**Written exercise:** Count how many lines in the rows below contain the string "slope". Reply with only the number.

══ Exercise materials

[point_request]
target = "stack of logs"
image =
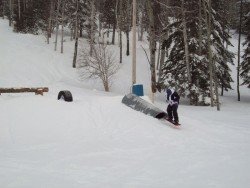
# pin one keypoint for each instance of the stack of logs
(37, 91)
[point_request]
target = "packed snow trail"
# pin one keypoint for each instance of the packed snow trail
(96, 141)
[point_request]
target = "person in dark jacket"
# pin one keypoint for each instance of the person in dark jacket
(173, 98)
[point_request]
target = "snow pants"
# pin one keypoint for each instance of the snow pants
(172, 112)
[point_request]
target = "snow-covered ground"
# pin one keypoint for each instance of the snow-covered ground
(96, 141)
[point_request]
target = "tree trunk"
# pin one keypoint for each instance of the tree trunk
(19, 10)
(50, 20)
(152, 38)
(208, 25)
(3, 9)
(57, 22)
(92, 33)
(127, 35)
(185, 41)
(216, 88)
(239, 43)
(134, 44)
(76, 35)
(163, 54)
(200, 27)
(11, 13)
(113, 36)
(159, 55)
(63, 7)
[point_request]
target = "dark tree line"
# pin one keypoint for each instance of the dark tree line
(188, 40)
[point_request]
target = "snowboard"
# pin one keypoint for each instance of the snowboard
(173, 123)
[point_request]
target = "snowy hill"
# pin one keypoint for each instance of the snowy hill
(96, 141)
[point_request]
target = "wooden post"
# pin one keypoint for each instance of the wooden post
(134, 44)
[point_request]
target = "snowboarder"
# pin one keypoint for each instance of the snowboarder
(173, 99)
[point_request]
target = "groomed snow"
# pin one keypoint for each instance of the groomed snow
(98, 142)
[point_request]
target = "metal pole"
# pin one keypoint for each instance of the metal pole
(134, 44)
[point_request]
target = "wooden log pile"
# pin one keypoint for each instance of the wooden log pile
(37, 91)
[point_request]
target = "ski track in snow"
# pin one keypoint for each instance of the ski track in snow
(96, 141)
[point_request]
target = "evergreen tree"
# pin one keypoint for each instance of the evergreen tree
(175, 71)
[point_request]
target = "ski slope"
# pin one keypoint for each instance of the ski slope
(96, 141)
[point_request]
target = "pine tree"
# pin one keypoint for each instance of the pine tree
(175, 70)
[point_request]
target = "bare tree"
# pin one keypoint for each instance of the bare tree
(57, 21)
(92, 22)
(101, 65)
(208, 26)
(76, 34)
(62, 37)
(239, 44)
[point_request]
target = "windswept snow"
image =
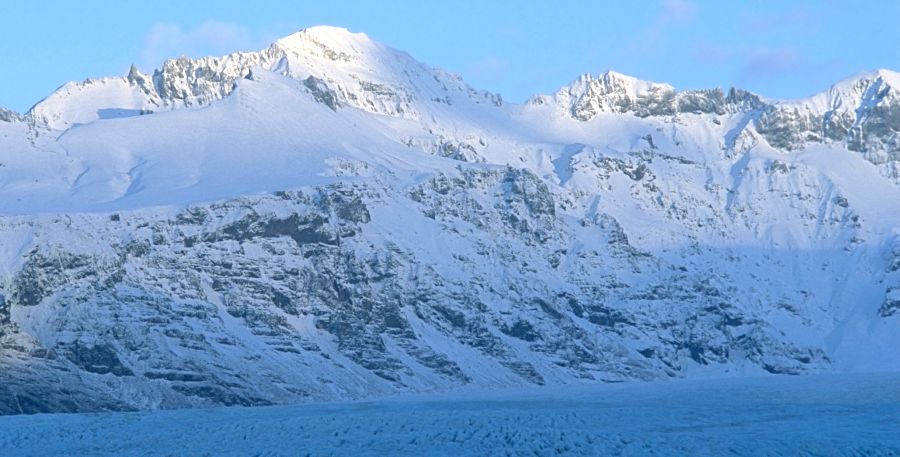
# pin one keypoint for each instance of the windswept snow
(329, 218)
(798, 416)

════

**Finished answer:** 2